• **EXERCISE REQUIREMENTS**
Retype the court opinion excerpt from "Following a trial, the" to "Id. at 500.", keeping every word and punctuation mark unchanged.

• **DOCUMENT EXCERPT**
——————————

Following a trial, the jury found Blevins guilty as charged. The trial court
imposed a forty-year sentence. This appeal ensued.
Discussion and Decision
Section 1 – The evidence is sufficient to support Blevins’s
conviction.
[8] Blevins first contends that the State presented insufficient evidence to support
his conviction. When reviewing a claim of insufficient evidence, we neither
reweigh the evidence nor assess witness credibility. Bell v. State, 31 N.E.3d 495,
499 (Ind. 2015). We look to the evidence and reasonable inferences drawn
therefrom that support the verdict and will affirm if there is probative evidence
from which a reasonable factfinder could have found the defendant guilty
beyond a reasonable doubt. Id. In short, if the testimony believed by the trier
of fact is enough to support the verdict, then the reviewing court will not disturb
the conviction. Id. at 500.

——————————

Position annotation records:
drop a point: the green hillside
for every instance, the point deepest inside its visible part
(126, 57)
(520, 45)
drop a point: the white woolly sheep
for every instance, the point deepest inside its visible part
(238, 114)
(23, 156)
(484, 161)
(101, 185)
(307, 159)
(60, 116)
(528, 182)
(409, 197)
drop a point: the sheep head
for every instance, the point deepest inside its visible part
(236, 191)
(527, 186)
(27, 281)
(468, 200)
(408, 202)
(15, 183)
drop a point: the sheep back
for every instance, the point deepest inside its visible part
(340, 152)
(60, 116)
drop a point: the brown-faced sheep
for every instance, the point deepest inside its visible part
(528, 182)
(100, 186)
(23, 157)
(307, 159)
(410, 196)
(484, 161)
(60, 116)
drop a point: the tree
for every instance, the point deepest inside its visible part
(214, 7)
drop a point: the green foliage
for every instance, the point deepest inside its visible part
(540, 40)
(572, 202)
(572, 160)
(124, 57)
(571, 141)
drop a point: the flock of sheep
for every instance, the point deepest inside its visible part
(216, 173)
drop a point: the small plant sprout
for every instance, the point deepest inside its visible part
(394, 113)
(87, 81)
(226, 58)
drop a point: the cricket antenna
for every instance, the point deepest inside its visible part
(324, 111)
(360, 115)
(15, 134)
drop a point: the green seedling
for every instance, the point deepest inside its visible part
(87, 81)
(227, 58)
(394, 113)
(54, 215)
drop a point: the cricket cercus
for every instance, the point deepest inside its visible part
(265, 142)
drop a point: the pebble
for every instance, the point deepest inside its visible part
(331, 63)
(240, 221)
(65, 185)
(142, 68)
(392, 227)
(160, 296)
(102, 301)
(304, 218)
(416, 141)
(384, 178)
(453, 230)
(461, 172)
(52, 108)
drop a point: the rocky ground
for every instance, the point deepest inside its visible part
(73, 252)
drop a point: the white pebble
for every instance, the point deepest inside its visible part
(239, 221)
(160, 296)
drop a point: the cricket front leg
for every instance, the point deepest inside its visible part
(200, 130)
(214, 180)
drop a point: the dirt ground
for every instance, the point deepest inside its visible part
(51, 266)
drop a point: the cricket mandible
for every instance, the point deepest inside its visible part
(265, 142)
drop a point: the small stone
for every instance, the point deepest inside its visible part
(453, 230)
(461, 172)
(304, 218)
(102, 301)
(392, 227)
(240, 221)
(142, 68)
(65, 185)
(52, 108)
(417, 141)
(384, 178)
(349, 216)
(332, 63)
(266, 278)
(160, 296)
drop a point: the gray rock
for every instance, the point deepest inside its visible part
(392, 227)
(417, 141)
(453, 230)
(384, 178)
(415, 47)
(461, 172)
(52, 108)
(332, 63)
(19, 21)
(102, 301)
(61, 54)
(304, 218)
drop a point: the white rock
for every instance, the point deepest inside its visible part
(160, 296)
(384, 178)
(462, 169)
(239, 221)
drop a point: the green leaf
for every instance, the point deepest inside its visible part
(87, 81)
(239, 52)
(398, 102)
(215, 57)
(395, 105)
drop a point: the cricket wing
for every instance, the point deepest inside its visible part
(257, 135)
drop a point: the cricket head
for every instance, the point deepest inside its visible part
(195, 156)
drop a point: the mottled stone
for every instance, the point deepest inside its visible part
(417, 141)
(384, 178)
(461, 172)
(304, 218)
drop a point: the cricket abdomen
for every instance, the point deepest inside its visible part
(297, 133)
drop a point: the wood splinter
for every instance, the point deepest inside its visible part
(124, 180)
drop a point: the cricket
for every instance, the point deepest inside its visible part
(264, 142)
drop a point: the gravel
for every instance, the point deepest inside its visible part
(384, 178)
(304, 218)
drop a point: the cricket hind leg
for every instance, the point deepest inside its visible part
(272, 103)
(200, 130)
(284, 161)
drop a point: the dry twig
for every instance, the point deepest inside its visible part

——————————

• **TASK OUTPUT**
Following a trial, the jury found Blevins guilty as charged. The trial court
imposed a forty-year sentence. This appeal ensued.
Discussion and Decision
Section 1 – The evidence is sufficient to support Blevins’s
conviction.
[8] Blevins first contends that the State presented insufficient evidence to support
his conviction. When reviewing a claim of insufficient evidence, we neither
reweigh the evidence nor assess witness credibility. Bell v. State, 31 N.E.3d 495,
499 (Ind. 2015). We look to the evidence and reasonable inferences drawn
therefrom that support the verdict and will affirm if there is probative evidence
from which a reasonable factfinder could have found the defendant guilty
beyond a reasonable doubt. Id. In short, if the testimony believed by the trier
of fact is enough to support the verdict, then the reviewing court will not disturb
the conviction. Id. at 500.